# Data lines:
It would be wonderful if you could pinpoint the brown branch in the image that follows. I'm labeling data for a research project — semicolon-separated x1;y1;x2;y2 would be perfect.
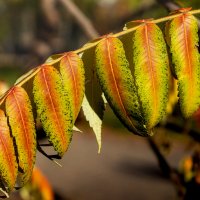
41;0;60;27
60;0;99;39
157;0;180;11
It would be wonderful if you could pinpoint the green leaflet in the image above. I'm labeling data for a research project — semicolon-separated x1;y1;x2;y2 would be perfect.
0;110;18;192
96;36;148;136
133;22;169;129
82;48;105;152
167;11;200;118
33;65;73;157
5;86;36;185
60;52;85;121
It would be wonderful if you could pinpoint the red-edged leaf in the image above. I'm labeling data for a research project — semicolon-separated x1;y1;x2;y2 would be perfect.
133;21;169;129
96;36;148;135
33;65;73;156
167;9;200;117
60;52;85;121
6;86;36;184
0;110;17;192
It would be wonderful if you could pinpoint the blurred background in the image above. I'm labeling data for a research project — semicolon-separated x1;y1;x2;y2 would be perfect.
0;0;200;200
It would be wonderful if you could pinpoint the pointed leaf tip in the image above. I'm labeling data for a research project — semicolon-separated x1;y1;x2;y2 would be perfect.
167;13;200;118
33;65;74;157
0;110;18;192
6;86;36;185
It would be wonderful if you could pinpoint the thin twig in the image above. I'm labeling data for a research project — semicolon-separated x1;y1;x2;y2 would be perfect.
60;0;99;39
157;0;180;11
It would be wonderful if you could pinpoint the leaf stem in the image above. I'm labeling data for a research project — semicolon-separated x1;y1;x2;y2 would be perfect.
0;9;200;105
74;9;200;54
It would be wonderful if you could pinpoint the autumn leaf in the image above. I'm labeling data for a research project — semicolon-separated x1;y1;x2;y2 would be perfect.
168;11;200;118
6;86;36;185
0;110;18;192
133;21;169;129
33;65;73;157
60;52;85;121
96;36;148;136
82;48;105;153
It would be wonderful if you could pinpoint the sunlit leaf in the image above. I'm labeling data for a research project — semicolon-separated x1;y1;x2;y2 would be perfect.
60;52;85;121
0;110;17;192
33;65;73;156
82;48;105;152
168;12;200;117
133;21;169;129
96;36;148;135
6;86;36;185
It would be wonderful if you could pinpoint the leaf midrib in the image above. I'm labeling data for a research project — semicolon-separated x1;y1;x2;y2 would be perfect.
42;68;65;149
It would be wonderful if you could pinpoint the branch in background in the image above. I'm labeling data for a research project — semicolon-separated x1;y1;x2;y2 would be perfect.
41;0;60;28
157;0;180;11
60;0;99;39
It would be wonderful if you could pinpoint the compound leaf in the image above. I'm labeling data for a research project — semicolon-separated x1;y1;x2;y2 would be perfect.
168;12;200;118
60;52;85;121
96;36;148;136
33;65;73;157
0;110;17;192
6;86;36;185
82;48;105;152
133;21;169;129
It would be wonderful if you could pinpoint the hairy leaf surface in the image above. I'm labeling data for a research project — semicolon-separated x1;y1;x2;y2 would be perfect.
96;36;147;135
0;110;17;192
82;48;105;152
133;22;169;129
33;65;73;156
168;13;200;117
6;86;36;185
60;52;85;121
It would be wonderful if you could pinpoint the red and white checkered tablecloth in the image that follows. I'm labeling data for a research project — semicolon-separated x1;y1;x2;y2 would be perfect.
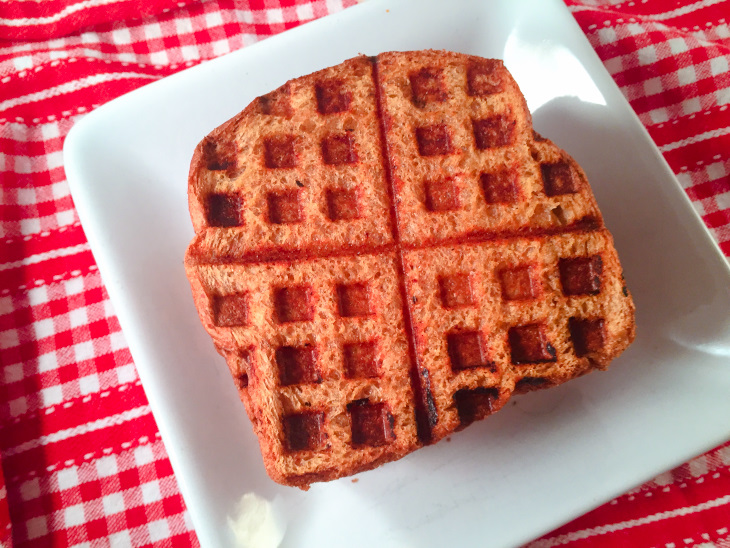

# Goal:
Put every line above into a Markdown table with the columns "No." and "Line," giving each line its own numbered row. Skip any blank lines and leave the pictures out of the table.

# Solution for this problem:
| No. | Line |
|---|---|
| 1 | It would be wonderful if you could pinpoint the brown branch in the image that follows. I'm labeling data for a research project — semicolon-separated x1;y1;x2;y2 would be perfect. |
| 2 | 41;0;60;27 |
| 3 | 60;0;99;39 |
| 4 | 157;0;180;11 |
| 5 | It would be wonderful if you could pinpoint the green leaflet in the image above. I'm labeling data for a research project — semicolon-separated x1;y1;x2;y2 would be perfect. |
| 6 | 0;110;18;192 |
| 7 | 96;36;148;136 |
| 8 | 133;22;169;129 |
| 9 | 82;48;105;152 |
| 10 | 167;11;200;118 |
| 11 | 33;65;73;157 |
| 12 | 5;86;36;185 |
| 13 | 60;52;85;121 |
| 14 | It would be wonderful if you could pinpoint the red-edged leaf in the image above. I'm labeling data for a research project — semicolon-separated x1;y1;x2;y2 would be perfect. |
| 15 | 133;21;169;129 |
| 16 | 96;36;148;135 |
| 17 | 33;65;73;156 |
| 18 | 167;9;200;117 |
| 19 | 60;52;85;121 |
| 20 | 6;86;36;184 |
| 21 | 0;110;17;192 |
| 22 | It would be wonderful if you could pinpoint the blurred background in the image above. I'm labeling data for a research project — semicolon-separated x1;y1;x2;y2 would be perfect. |
| 23 | 0;0;200;200 |
| 24 | It would be wonderful if you could pinpoint the pointed leaf tip in the image above. I'm labeling data for a research project — semicolon-separated x1;y1;x2;y2 would be perfect. |
| 25 | 167;13;200;118 |
| 26 | 33;65;74;157 |
| 27 | 0;110;18;192 |
| 28 | 6;86;36;185 |
| 29 | It would be wonderful if you could pinpoint the thin twig in the image above. I'm labeling data for a research project — semicolon-separated x1;y1;x2;y2 would be perfect. |
| 30 | 60;0;99;39 |
| 31 | 157;0;180;11 |
| 32 | It would be wonderful if you could pinpoint the leaf stem in the image above. I'm labeling data for a research project — semicolon-separated x1;y1;x2;y2 would be perfect. |
| 33 | 0;9;200;105 |
| 34 | 74;9;200;54 |
| 35 | It would be wonderful if you could pinpoint the autumn leaf in the image above. I'm labeling data for a research project — semicolon-separated x1;y1;x2;y2 would be perfect. |
| 36 | 168;11;200;118 |
| 37 | 6;86;36;185 |
| 38 | 0;110;18;192 |
| 39 | 133;21;169;129 |
| 40 | 33;65;73;157 |
| 41 | 60;52;85;121 |
| 42 | 96;36;148;136 |
| 43 | 82;48;105;153 |
| 44 | It would be wonderful if you could pinpoint the sunlit leaf in the image above. I'm labeling data for a research project — semicolon-separated x1;y1;x2;y2 would be perfect. |
| 45 | 60;52;85;121 |
| 46 | 0;110;17;192 |
| 47 | 33;65;73;156 |
| 48 | 82;48;105;152 |
| 49 | 168;12;200;117 |
| 50 | 133;21;169;129 |
| 51 | 96;36;148;135 |
| 52 | 6;86;36;185 |
| 53 | It would be wonderful if you could pinpoint the leaf midrib in the image above. I'm labeling data for a research project — semicolon-separated x1;y1;x2;y2 would be perfect. |
| 54 | 42;68;65;149 |
| 55 | It would be wonderful if you could pinpoint the branch in background in the image above. I'm labeling data for a research project — semicolon-separated x1;y1;x2;y2 would be perfect. |
| 56 | 41;0;60;28 |
| 57 | 157;0;180;11 |
| 58 | 60;0;99;39 |
| 59 | It would be wonderful if you could pinpoint the compound leaf in the image above. I'm labeling data for a research project — semicolon-separated x1;y1;x2;y2 would be perfect. |
| 60 | 168;12;200;118 |
| 61 | 60;52;85;121 |
| 62 | 96;36;148;136 |
| 63 | 33;65;73;157 |
| 64 | 0;110;17;192 |
| 65 | 6;86;36;185 |
| 66 | 82;48;105;152 |
| 67 | 133;21;169;129 |
| 68 | It would be wonderful if you could pinpoint the hairy leaf surface in the image above. I'm labeling data for a research project — semicolon-separated x1;y1;x2;y2 would be perfect. |
| 69 | 96;36;147;135 |
| 70 | 0;110;17;192 |
| 71 | 82;48;105;152 |
| 72 | 133;22;169;129 |
| 73 | 33;65;73;156 |
| 74 | 168;13;200;117 |
| 75 | 6;86;36;185 |
| 76 | 60;52;85;121 |
| 77 | It would be wonderful if you could pinpoint the red and white checkered tablecloth in the image that follows. I'm labeling data for a research project — semicolon-separated x1;y1;x2;y2 would be perfect. |